*DATA PROVIDED:*
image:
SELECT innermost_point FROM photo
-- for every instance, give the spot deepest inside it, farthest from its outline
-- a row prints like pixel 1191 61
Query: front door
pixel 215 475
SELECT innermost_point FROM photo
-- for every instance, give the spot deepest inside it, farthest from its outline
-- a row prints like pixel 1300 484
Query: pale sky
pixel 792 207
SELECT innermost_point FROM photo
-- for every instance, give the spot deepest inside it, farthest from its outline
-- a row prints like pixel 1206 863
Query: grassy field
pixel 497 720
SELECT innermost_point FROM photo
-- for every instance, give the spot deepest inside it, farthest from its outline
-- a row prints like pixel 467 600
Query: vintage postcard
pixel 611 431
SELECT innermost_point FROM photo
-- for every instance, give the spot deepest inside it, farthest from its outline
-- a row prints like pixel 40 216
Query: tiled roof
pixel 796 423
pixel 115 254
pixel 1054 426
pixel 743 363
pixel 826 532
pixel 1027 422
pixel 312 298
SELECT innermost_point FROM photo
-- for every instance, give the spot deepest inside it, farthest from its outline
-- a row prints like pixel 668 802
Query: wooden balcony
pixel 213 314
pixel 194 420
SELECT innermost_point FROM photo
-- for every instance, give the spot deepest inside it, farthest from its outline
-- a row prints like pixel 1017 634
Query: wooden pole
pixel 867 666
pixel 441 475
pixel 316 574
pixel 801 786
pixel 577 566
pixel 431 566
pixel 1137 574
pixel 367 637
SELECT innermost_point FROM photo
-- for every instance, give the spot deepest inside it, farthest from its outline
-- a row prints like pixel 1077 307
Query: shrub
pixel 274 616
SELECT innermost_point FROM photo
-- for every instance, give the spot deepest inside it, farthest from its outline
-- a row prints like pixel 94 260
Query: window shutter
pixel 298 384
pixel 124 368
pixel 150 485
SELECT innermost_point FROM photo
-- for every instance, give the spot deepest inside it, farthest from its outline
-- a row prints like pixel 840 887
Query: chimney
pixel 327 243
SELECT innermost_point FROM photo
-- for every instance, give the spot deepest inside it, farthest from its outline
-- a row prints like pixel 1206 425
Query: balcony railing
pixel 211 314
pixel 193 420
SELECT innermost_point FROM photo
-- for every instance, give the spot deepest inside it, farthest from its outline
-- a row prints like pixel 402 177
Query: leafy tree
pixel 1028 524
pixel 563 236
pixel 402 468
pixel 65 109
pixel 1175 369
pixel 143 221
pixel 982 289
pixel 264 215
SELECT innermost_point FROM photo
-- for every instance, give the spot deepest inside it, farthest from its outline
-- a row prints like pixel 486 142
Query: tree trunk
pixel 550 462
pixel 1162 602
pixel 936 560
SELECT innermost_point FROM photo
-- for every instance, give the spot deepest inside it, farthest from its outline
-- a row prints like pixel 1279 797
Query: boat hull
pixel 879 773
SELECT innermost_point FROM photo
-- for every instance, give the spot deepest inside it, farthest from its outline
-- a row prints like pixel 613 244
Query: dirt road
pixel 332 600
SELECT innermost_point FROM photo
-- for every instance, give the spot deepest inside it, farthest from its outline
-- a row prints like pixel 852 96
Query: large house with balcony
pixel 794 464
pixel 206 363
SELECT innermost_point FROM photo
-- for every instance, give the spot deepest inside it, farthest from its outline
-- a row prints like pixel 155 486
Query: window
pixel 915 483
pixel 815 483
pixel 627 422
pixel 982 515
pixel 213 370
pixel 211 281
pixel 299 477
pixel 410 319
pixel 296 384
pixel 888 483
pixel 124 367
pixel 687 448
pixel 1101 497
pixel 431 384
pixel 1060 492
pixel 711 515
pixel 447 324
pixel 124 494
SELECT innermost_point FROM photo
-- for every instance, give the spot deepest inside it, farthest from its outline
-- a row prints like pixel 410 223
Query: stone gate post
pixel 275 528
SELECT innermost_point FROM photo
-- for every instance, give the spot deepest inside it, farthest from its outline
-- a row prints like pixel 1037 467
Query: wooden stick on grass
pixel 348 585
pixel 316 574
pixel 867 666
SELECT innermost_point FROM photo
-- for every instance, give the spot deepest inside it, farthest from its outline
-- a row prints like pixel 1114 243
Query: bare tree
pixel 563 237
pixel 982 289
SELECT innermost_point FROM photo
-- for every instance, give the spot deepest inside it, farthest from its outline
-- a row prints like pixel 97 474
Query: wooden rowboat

*WORK TASK:* Reproduce the data shown above in its entirety, keeping each word as it is.

*RESPONSE TO THE TASK:*
image:
SELECT innermost_point FROM photo
-- for every instance, give the spot deepest inside it, farthest from its outline
-- a row prints like pixel 1191 61
Query: front door
pixel 215 475
SELECT innermost_point FROM photo
-- for every instance, give the spot deepest inside it, farthest from its outline
-- a row prints like pixel 1300 484
Query: pale sky
pixel 792 207
SELECT innermost_point FROM photo
-- for every instance, give the spot deepest inside it, farthest from its outline
-- a row prints like pixel 1206 863
Query: grassy field
pixel 497 720
SELECT innermost_point FROM photo
-- for every instance, give the spot deepest inside it, farthest from its outline
-- a row prints like pixel 467 600
Query: vintage postcard
pixel 611 431
SELECT innermost_point FROM photo
-- for every instance, give the spot deepest inside it, farthest from its outline
-- a row prints like pixel 40 216
Query: tiled roof
pixel 796 423
pixel 115 254
pixel 1054 426
pixel 743 363
pixel 826 532
pixel 1027 422
pixel 312 298
SELECT innermost_point FROM photo
-- for every instance, give the spot deepest inside it, farthest from its outline
-- a row prints like pixel 668 802
Query: wooden balcony
pixel 213 314
pixel 194 420
SELECT innermost_point FROM photo
-- for every instance, give the spot deepest inside it, farthest from its outline
-- a row prints like pixel 1017 634
Query: wooden pole
pixel 867 666
pixel 441 475
pixel 316 574
pixel 801 786
pixel 577 566
pixel 431 566
pixel 1137 574
pixel 367 637
SELECT innermost_point FROM photo
-- for every instance, give the spot deepest inside it, farthest from its outline
-- a row prints like pixel 1077 307
Query: shrub
pixel 274 616
SELECT innermost_point FROM photo
-- for every instance, give the spot deepest inside it, farthest from its outline
-- a row prints like pixel 94 260
Query: window shutter
pixel 298 384
pixel 124 368
pixel 150 485
SELECT innermost_point FROM photo
-- for every instance, give the spot deepest inside it, farthest from its outline
-- a row prints like pixel 840 887
Query: chimney
pixel 327 243
SELECT innermost_point FROM photo
-- for every instance, give the spot deepest inside it, farthest from its outline
-- a row prints like pixel 1206 425
Query: balcony railing
pixel 211 314
pixel 193 420
SELECT innermost_point FROM photo
-- for every instance, give the spot deepest inside it, farthest from its outline
-- a row prints like pixel 402 177
Query: leafy tree
pixel 1028 524
pixel 563 236
pixel 402 468
pixel 65 109
pixel 1175 369
pixel 143 221
pixel 982 289
pixel 264 215
SELECT innermost_point FROM photo
-- for every instance, give the spot deepest inside it, farthest from its outline
-- a row prints like pixel 486 142
Query: tree trunk
pixel 550 462
pixel 1162 602
pixel 936 560
SELECT innermost_point FROM photo
-- for every instance, give the spot deepest inside it, farthest from its outline
-- a row prints like pixel 1279 797
Query: boat hull
pixel 879 773
SELECT innermost_point FROM photo
-- for every instance, give the spot deepest inside it, farthest from its outline
-- a row prints like pixel 613 244
Query: dirt road
pixel 332 600
SELECT innermost_point FROM photo
-- for every instance, give the spot deepest inside it, farthest from its outline
-- a row prints like pixel 852 96
Query: large house with balcony
pixel 794 464
pixel 206 363
SELECT innermost_point FROM photo
-- for every instance, give the spot deepest inside it, farthest from its outline
-- a row prints like pixel 155 486
Query: window
pixel 915 483
pixel 815 483
pixel 627 422
pixel 982 515
pixel 213 370
pixel 211 281
pixel 299 477
pixel 410 319
pixel 296 384
pixel 888 483
pixel 124 367
pixel 687 448
pixel 1101 497
pixel 431 384
pixel 1060 492
pixel 711 515
pixel 447 324
pixel 124 494
SELECT innermost_point FROM photo
-- for every instance, give the spot deepest inside it, farthest from its outline
-- a row prints like pixel 410 223
Query: stone gate post
pixel 275 528
SELECT innermost_point FROM photo
-- for every instance, give the spot deepest inside it, farthest from its outline
-- a row prints like pixel 1037 467
Query: wooden stick on grass
pixel 348 585
pixel 316 574
pixel 867 666
SELECT innermost_point FROM photo
-- for every instance, give the spot deepest inside it, farthest from its outline
-- a row prints like pixel 1114 243
Query: bare tree
pixel 563 237
pixel 982 289
SELECT innermost_point FROM photo
-- for every instance, give the spot deepest inside it, farthest from its outline
-- a row prints like pixel 97 474
Query: wooden rowboat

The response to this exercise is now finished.